Logistic Regression Hyperparameter

C: inverse of lambda

# Possible hyperparamter options for Logistic Regression Regularization
# Penalty is choosed from L1 or L2
# C is the lambda value(weight) for L1 and L2
parameters = {
    'penalty':('l1', 'l2'), 
    'C':(1, 5, 10)
}
Grid_LR = GridSearchCV(LogisticRegression(),parameters, cv=5)
Grid_LR.fit(X_train, y_train)
best_LR_model = Grid_LR.best_estimator_

print_grid_search_metrics(Grid_LR)

KNN

# Possible hyperparamter options for KNN
# Choose k
parameters = {
    'n_neighbors':[3,5,7,10] 
    'max_depth':[3,5]
}
Grid_KNN = GridSearchCV(KNeighborsClassifier(),parameters, cv=5)
Grid_KNN.fit(X_train, y_train)

print_grid_search_metrics(Grid_KNN)

Random Forest

# Possible hyperparamter options for Random Forest
# Choose the number of trees
parameters = {
    'n_estimators' : [40,60,80]
}
Grid_RF = GridSearchCV(RandomForestClassifier(),parameters, cv=5)
Grid_RF.fit(X_train, y_train)
best_RF_model = Grid_RF.best_estimator_

print_grid_search_metrics(Grid_RF)

还可以写个wrapper,根据不同的scorer来筛选model

scorers = {
    'precision_score': make_scorer(precision_score),
    'recall_score': make_scorer(recall_score),
    'f1_score': make_scorer(f1_score, pos_label=1)
}
def grid_search_wrapper(model, parameters, refit_score='f1_score'):
    """
    fits a GridSearchCV classifier using refit_score for optimization(refit on the best model according to refit_score)
    prints classifier performance metrics
    """
#     skf = StratifiedKFold(n_splits=10)
#     grid_search = GridSearchCV(clf, param_grid, scoring=scorers, refit=refit_score,
#                            cv=skf, return_train_score=True, n_jobs=-1)

> _所给数据_:
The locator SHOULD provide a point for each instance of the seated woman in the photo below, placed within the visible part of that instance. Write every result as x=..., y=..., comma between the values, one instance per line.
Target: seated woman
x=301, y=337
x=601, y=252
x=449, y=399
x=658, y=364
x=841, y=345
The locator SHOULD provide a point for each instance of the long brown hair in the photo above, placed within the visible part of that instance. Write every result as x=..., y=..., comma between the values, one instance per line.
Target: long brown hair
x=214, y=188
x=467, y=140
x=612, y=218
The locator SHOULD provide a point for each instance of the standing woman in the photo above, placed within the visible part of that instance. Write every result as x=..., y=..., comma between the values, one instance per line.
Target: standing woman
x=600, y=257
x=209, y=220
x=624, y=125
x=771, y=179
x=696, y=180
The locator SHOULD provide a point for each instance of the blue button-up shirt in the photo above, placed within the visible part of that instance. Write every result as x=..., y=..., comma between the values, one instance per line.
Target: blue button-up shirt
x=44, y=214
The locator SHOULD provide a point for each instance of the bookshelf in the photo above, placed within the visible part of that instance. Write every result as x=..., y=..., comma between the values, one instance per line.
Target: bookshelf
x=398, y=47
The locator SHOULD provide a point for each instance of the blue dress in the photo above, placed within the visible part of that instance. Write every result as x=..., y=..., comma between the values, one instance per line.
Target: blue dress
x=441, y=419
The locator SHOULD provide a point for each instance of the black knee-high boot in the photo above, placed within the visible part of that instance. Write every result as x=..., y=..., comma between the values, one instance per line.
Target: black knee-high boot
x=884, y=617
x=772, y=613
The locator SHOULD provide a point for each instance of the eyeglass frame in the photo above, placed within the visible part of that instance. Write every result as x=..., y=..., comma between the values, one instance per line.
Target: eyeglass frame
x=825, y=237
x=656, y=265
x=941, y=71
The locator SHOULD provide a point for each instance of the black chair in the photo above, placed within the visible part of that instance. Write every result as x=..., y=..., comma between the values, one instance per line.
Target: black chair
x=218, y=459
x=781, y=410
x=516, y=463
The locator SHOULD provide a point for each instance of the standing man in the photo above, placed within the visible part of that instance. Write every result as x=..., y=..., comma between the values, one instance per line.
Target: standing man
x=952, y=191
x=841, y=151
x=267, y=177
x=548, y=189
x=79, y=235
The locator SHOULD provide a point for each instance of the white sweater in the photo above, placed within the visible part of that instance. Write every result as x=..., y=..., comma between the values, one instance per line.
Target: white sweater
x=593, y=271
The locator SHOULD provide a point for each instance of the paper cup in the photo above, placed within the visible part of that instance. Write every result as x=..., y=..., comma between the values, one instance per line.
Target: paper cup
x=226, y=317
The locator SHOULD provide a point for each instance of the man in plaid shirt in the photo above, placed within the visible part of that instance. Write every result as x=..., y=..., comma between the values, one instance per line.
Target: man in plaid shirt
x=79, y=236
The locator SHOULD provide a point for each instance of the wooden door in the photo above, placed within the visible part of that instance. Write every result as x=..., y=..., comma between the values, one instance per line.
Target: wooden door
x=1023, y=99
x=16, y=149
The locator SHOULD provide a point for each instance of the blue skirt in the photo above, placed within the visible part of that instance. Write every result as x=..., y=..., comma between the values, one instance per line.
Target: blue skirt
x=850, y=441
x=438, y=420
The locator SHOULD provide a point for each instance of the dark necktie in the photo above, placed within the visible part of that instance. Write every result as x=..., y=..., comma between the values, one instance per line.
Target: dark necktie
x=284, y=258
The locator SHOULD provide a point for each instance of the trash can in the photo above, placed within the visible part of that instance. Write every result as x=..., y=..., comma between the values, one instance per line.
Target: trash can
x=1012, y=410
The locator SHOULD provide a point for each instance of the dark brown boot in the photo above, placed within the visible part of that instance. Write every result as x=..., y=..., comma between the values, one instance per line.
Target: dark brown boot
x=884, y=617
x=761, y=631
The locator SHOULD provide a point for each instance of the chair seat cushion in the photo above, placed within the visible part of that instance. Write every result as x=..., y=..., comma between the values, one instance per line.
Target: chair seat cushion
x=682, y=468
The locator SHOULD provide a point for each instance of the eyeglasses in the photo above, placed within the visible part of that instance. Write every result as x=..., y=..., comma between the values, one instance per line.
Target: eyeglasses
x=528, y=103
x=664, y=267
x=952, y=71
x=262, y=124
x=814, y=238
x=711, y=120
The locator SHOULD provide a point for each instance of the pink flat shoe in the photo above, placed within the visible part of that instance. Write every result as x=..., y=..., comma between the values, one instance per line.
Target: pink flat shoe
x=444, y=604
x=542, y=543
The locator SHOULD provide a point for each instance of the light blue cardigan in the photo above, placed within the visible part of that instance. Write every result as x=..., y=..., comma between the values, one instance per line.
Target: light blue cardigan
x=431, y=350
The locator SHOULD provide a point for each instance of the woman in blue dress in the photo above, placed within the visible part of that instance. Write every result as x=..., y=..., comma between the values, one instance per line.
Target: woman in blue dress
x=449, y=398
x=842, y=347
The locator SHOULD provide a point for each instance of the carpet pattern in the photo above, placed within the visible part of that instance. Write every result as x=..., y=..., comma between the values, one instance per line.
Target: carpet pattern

> _小任务 1_: 请照原文抄录超参数调优摘录中从“best_LR_model = Grid_LR.best_estimator_”起、到“Grid_KNN.fit(X_train, y_train)”为止（含该处）的部分。
> _小任务 2_: 在超参数调优摘录里，grid_search_wrapper 函数的 refit_score 参数默认值是什么？
> _小任务 3_: 请接着超参数调优的代码摘录往下写，从它结尾的地方续写下一部分。
这些条目取自另一个来源。

> _练习输出 1_:
best_LR_model = Grid_LR.best_estimator_

print_grid_search_metrics(Grid_LR)

KNN

# Possible hyperparamter options for KNN
# Choose k
parameters = {
    'n_neighbors':[3,5,7,10] 
    'max_depth':[3,5]
}
Grid_KNN = GridSearchCV(KNeighborsClassifier(),parameters, cv=5)
Grid_KNN.fit(X_train, y_train)

> _练习输出 2_: 'f1_score'

> _练习输出 3_:
    grid_search = GridSearchCV(model, parameters, scoring=scorers, refit=refit_score,
                           cv=3, return_train_score=True, n_jobs=-1)
    grid_search.fit(X_train, y_train)

    # make the predictions
    y_pred = grid_search.predict(X_test)
    y_prob = grid_search.predict_proba(X_test)[:, 1]
    
    print('Best params for {}'.format(refit_score))
    print(grid_search.best_params_)

    # confusion matrix on the test data.
    print('\nConfusion matrix of Random Forest optimized for {} on the test data:'.format(refit_score))
    cm = confusion_matrix(y_test, y_pred)
    cmDF = pd.DataFrame(cm, columns=['pred_0', 'pred_1'], index=['true_0', 'true_1'])
    print(cmDF)
    
    print("\t%s: %r" % ("roc_auc_score is: ", roc_auc_score(y_test, y_prob)))
    print("\t%s: %r" % ("f1_score is: ", f1_score(y_test, y_pred)))#string to int

    print 'recall = ', float(cm[1,1]) / (cm[1,0] + cm[1,1])
    print 'precision = ', float(cm[1,1]) / (cm[1, 1] + cm[0,1])

    return grid_search

比如

Optimize F1 Score on LR

# C: inverse of regularization strength, smaller values specify stronger regularization
LRGrid = {"C" : np.logspace(-2,2,5), "penalty":["l1","l2"]}# l1 lasso l2 ridge
#param_grid = {'C': [0.01, 0.1, 1, 10, 100], 'penalty': ['l1', 'l2']}
logRegModel = LogisticRegression(random_state=0)

grid_search_LR_f1 = grid_search_wrapper(logRegModel, LRGrid, refit_score='f1_score')

Optimize F1 Score on RF

parameters = {        
'max_depth': [None, 5, 15],
'n_estimators' :  [10,150],
'class_weight' : [{0: 1, 1: w} for w in [0.2, 1, 100]]
}

clf = RandomForestClassifier(random_state=0)
grid_search_rf_f1 = grid_search_wrapper(clf, parameters, refit_score='f1_score')
best_rf_model_f1 = grid_search_rf_f1.best_estimator_

还可以把结果按照score sort了之后打印出来,precision, recall, f1等

results_f1 = pd.DataFrame(grid_search_rf_f1.cv_results_)
results_sortf1 = results_f1.sort_values(by='mean_test_f1_score', ascending=False)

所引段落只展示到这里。